#### [Dataset rows]
%%

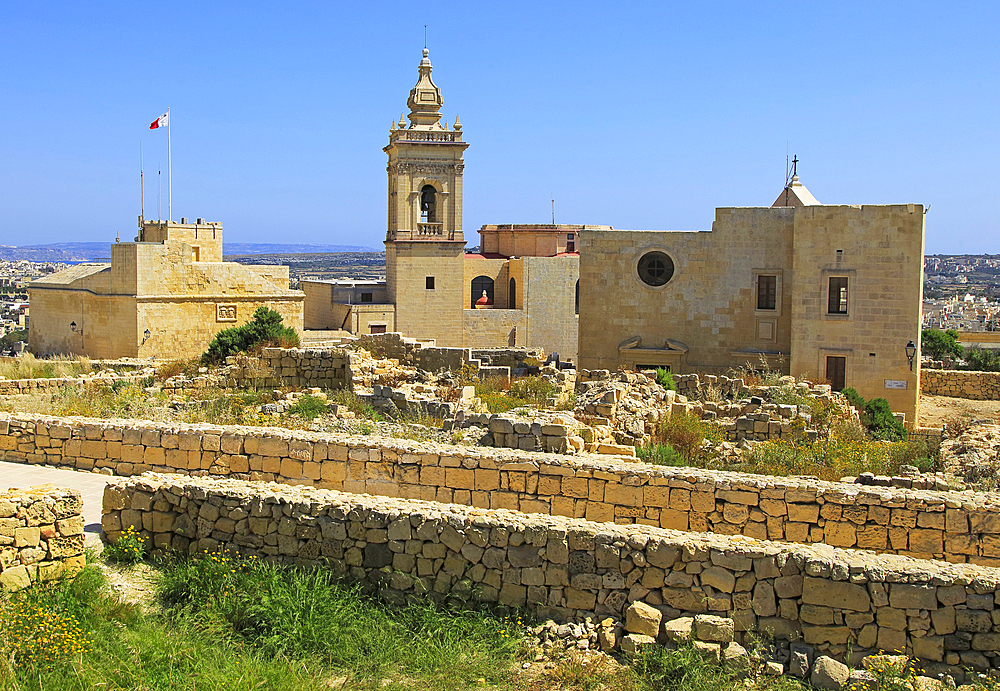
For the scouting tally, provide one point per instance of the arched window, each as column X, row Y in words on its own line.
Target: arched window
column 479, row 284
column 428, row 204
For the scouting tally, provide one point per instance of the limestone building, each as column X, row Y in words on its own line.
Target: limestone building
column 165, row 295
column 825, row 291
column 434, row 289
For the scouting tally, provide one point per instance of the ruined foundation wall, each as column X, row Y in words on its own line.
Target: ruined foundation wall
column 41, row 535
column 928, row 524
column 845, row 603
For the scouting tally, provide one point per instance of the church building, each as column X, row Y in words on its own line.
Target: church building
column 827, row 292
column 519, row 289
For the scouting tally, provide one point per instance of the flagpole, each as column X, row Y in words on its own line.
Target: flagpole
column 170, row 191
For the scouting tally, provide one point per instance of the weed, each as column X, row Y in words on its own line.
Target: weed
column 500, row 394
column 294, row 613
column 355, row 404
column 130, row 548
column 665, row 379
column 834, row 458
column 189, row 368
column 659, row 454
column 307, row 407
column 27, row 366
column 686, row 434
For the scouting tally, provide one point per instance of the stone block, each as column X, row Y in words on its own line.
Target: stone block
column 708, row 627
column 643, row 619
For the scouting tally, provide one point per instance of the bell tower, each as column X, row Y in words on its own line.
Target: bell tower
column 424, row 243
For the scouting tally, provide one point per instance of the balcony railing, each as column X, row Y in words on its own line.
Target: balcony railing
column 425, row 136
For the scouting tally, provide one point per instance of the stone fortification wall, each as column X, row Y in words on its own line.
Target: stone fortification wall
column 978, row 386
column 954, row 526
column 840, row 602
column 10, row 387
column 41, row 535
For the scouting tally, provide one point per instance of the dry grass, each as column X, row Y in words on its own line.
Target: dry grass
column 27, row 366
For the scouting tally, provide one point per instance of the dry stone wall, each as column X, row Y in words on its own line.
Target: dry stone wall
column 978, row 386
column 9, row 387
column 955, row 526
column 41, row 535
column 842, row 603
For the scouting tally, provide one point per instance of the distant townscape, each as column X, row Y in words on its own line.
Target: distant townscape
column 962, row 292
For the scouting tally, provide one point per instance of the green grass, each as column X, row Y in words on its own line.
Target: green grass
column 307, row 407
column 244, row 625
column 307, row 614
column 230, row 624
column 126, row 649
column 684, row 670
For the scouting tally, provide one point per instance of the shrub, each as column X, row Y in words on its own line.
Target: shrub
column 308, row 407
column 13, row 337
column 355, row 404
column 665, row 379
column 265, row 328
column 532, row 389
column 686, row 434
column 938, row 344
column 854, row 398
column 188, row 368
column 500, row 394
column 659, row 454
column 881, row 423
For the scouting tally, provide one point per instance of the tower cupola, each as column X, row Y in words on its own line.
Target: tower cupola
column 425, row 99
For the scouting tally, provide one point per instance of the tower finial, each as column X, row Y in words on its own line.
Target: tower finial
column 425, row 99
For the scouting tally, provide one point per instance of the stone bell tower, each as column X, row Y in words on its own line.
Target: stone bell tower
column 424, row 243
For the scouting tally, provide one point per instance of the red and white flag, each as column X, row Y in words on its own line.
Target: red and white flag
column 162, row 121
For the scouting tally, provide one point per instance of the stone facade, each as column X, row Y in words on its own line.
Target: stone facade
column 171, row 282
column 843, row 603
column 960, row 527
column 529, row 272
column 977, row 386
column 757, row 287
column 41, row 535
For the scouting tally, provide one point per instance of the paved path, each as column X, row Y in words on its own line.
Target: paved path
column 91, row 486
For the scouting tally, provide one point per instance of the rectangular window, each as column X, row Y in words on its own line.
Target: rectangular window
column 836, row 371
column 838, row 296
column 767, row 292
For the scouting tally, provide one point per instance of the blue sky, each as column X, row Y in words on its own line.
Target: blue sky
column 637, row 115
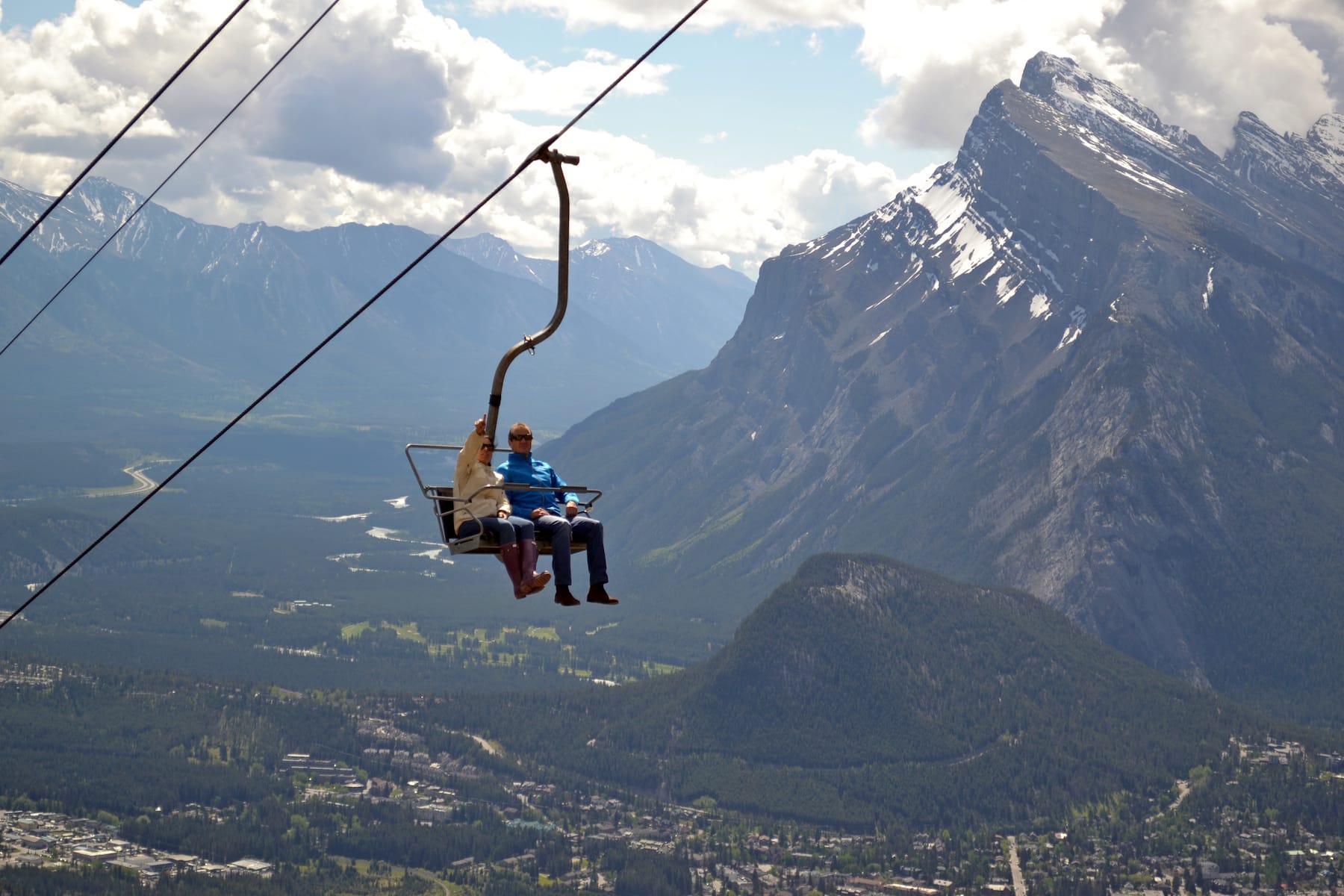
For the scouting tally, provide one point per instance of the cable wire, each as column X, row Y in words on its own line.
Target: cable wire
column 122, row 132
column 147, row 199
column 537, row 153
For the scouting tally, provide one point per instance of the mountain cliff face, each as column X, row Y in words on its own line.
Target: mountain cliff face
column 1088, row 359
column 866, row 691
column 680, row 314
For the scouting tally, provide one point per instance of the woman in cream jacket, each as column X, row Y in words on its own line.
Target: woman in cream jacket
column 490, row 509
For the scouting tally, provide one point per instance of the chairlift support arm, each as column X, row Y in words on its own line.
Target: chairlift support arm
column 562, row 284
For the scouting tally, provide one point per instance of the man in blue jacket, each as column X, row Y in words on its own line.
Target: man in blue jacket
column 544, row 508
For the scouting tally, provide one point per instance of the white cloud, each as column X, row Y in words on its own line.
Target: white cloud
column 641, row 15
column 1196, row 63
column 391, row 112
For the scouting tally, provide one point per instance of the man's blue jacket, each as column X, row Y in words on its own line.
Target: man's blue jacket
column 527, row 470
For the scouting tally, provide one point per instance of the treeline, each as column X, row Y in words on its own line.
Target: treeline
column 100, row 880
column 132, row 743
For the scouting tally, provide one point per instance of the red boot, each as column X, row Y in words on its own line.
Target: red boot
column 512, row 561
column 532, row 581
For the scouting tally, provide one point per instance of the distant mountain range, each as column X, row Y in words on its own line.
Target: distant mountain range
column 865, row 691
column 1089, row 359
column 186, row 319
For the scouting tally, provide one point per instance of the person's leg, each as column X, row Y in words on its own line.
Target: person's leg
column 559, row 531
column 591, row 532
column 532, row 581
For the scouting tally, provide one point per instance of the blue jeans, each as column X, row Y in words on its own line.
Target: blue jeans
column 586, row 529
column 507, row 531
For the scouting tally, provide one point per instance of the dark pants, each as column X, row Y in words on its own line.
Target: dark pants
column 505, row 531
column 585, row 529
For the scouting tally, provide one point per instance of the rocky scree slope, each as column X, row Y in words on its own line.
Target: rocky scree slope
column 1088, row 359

%%

#### [Instructions for the task]
Return all of the items above word for word, leaving out the pictures.

#### [Correct result]
For the scouting tally, provide one point per instance of the arched window, each as column X, row Y in words on its own line.
Target: arched window
column 479, row 284
column 428, row 204
For the scouting tally, provide one point per instance of the limestone building, each as column X, row Y in words on its own line.
Target: limestone building
column 165, row 295
column 825, row 291
column 434, row 289
For the scouting tally, provide one point per instance of the ruined foundation wall, each as column X, row Y in words on its own line.
Target: ruined foundation wall
column 41, row 535
column 928, row 524
column 845, row 603
For the scouting tally, provide one point per instance of the church building, each as column X, row Y in words on its own line.
Target: church building
column 827, row 292
column 519, row 289
For the scouting tally, provide one point per instance of the flagpole, each as column X, row Y in words on its own line.
Target: flagpole
column 170, row 191
For the scouting tally, provide one point per instance of the weed, each as column X, row Y in words on its own line.
Target: weed
column 500, row 394
column 294, row 613
column 355, row 404
column 130, row 548
column 665, row 379
column 834, row 458
column 189, row 368
column 659, row 454
column 307, row 407
column 27, row 366
column 686, row 434
For the scouting tally, provide one point per instance of the stone block, each as column X, row Y in words on its own line.
Target: stone block
column 708, row 627
column 643, row 619
For the scouting tally, provide one point per instance of the bell tower, each as column X, row Y in words on its own line.
Target: bell tower
column 424, row 243
For the scouting tally, provide one point per instance of the balcony railing, each as column X, row Y in words on its own line.
Target: balcony railing
column 425, row 136
For the scouting tally, provide one point per instance of the stone fortification wall, each as column X, row Y in words on its own line.
Target: stone fortification wall
column 978, row 386
column 954, row 526
column 840, row 602
column 10, row 387
column 41, row 535
For the scouting tally, provide one point per instance of the dry grass, each as column X, row Y in words on its own line.
Target: dry grass
column 27, row 366
For the scouting tally, provide one point per instance of the dry stone wall, each as column X, row Y in words on its own line.
Target: dry stone wall
column 978, row 386
column 9, row 387
column 955, row 526
column 41, row 535
column 842, row 603
For the scouting tally, provide one point per instance of the distant townscape, each as column X, row Y in words on its own line.
Target: distant townscape
column 962, row 292
For the scouting tally, provide one point per instance of the green grass, each as column X, row Y in words on its own line.
Target: green grass
column 307, row 407
column 244, row 625
column 307, row 614
column 230, row 624
column 126, row 649
column 684, row 670
For the scouting tally, provide one point per instance of the shrub, each as column X, row Y in words on its own line.
Target: shrub
column 308, row 407
column 13, row 337
column 355, row 404
column 665, row 379
column 265, row 328
column 532, row 389
column 686, row 434
column 938, row 344
column 854, row 398
column 188, row 368
column 500, row 394
column 659, row 454
column 881, row 423
For the scouting tally, provide one point per instance of the tower cupola, each as column X, row Y in words on its own line.
Target: tower cupola
column 425, row 99
For the scouting tally, provide one point per instance of the tower finial, each as column X, row Y in words on its own line.
Target: tower finial
column 425, row 99
For the scouting tally, provide one point per instance of the stone bell tower, each as column X, row Y in words on its own line.
Target: stone bell tower
column 424, row 243
For the scouting tally, provide one point per instance of the red and white flag, each as column X, row Y in words on its own line.
Target: red and white flag
column 162, row 121
For the scouting tally, provide one point per instance of the stone facade, each as column X, row Y in words on its own line.
Target: stone facade
column 171, row 282
column 843, row 603
column 960, row 527
column 529, row 272
column 977, row 386
column 757, row 287
column 41, row 535
For the scouting tally, provide one point per instance of the paved path, each as column X, row Y in words on its own line.
Target: paved path
column 91, row 486
For the scouting tally, provide one point per instance of the rectangular window, each as column X, row Y in words on its own line.
Target: rectangular window
column 836, row 371
column 838, row 296
column 767, row 292
For the scouting tally, provide one point per instance of the blue sky, each as column X, row Y in words on its own line.
Target: blue sky
column 637, row 115
For the scouting tally, provide one point per instance of the cable wire, each as column X, row Y in words on its own line.
Target: cable wire
column 122, row 132
column 147, row 199
column 537, row 153
For the scouting tally, provide one point per instance of the mountain cliff face, each as column X, row Y in words on its own line.
Target: mountain cliff face
column 1088, row 359
column 866, row 691
column 680, row 314
For the scouting tally, provide one point per instance of the woman in cream jacket, each as column X, row Y in words on its own line.
Target: woman in cream jacket
column 490, row 509
For the scouting tally, provide one point per instance of the chairlift support arm, each as column X, row Y in words on its own line.
Target: chairlift support arm
column 562, row 284
For the scouting tally, provide one point per instance of the man in blue jacket, each as column X, row Y in words on its own line.
Target: man in blue jacket
column 544, row 508
For the scouting tally, provide one point per instance of the white cloud, each as column X, row Y in words on its own line.
Target: white cloud
column 641, row 15
column 1196, row 63
column 391, row 112
For the scouting tally, provide one point per instance of the man's blue jacket, each as column X, row Y in words on its own line.
Target: man's blue jacket
column 527, row 470
For the scouting tally, provide one point per instance of the treeline, each as column X, row Y in words on its own line.
Target: treeline
column 100, row 880
column 132, row 743
For the scouting tally, provide one point per instance of the red boot, each as column X, row Y in words on its own line.
Target: red boot
column 512, row 561
column 532, row 581
For the scouting tally, provide one point per instance of the distant mountain range, each as column X, row Y in words on its own line.
Target: distant mountain range
column 865, row 691
column 1089, row 359
column 186, row 319
For the scouting tally, provide one point per instance of the person's leg, each as column X, row Y in words on its own line.
Target: person's leg
column 559, row 531
column 591, row 532
column 532, row 581
For the scouting tally, provide one point per instance of the blue jeans, each as column X, row Y in words on its own line.
Target: blue jeans
column 586, row 529
column 507, row 531
For the scouting tally, provide one point per instance of the dark pants, each as column X, row Y in words on its own line.
Target: dark pants
column 505, row 531
column 585, row 529
For the scouting tally, provide one point per instance of the rocky scree slope, each as column X, row Y in words on its own line.
Target: rocky scree slope
column 1088, row 359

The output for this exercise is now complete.